# What is required
Copy the lines from the line with "Task: point out the signboard" to the line with "[[192, 43]]", substituting "sign with lettering" for "signboard with text" and changing nothing else.

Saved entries

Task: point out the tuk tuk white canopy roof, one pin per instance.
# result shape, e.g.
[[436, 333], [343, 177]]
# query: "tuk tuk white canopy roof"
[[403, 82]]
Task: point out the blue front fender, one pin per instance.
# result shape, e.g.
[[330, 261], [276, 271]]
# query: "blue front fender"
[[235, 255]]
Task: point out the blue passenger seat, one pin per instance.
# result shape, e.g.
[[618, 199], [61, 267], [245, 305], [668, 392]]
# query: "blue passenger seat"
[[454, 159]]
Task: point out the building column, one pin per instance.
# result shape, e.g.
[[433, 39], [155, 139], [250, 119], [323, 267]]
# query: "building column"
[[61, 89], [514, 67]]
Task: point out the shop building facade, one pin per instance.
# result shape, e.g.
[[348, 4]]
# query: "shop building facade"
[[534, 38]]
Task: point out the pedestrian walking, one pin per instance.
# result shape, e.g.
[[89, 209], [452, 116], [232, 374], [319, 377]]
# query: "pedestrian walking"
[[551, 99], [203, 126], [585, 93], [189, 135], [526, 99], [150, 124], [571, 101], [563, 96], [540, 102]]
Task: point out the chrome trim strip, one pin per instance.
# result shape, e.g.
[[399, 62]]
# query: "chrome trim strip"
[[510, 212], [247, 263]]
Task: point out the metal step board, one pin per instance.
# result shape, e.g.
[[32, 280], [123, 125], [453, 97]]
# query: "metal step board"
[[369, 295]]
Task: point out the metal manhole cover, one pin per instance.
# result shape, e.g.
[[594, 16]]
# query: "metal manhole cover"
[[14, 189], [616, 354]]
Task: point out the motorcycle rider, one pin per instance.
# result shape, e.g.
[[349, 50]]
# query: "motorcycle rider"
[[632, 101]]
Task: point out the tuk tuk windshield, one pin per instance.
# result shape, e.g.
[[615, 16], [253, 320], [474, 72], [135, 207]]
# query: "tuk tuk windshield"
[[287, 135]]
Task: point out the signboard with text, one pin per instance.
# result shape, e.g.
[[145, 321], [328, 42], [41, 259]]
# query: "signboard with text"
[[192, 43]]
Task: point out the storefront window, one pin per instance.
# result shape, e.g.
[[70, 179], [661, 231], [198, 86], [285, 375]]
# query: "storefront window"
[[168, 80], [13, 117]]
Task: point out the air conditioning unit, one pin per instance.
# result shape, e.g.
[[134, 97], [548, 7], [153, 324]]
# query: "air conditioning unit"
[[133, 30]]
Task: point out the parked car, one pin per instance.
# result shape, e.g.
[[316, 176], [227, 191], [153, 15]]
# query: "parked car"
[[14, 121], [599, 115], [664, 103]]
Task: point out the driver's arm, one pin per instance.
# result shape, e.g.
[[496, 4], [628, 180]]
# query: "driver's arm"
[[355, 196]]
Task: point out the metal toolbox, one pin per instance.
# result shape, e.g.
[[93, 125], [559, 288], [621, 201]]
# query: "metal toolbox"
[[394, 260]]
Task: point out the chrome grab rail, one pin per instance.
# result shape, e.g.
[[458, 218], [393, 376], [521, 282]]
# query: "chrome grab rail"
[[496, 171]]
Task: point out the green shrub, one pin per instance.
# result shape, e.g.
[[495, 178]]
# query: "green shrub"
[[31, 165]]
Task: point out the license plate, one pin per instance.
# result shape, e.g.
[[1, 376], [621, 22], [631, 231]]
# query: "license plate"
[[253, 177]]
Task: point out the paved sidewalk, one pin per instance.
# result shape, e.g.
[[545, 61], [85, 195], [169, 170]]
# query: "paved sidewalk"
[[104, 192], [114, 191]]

# Complete answer
Task: point out the sign with lettering, one pin per instance.
# result shape, e.g.
[[145, 321], [328, 42], [41, 259]]
# query: "sign with lettering"
[[192, 43]]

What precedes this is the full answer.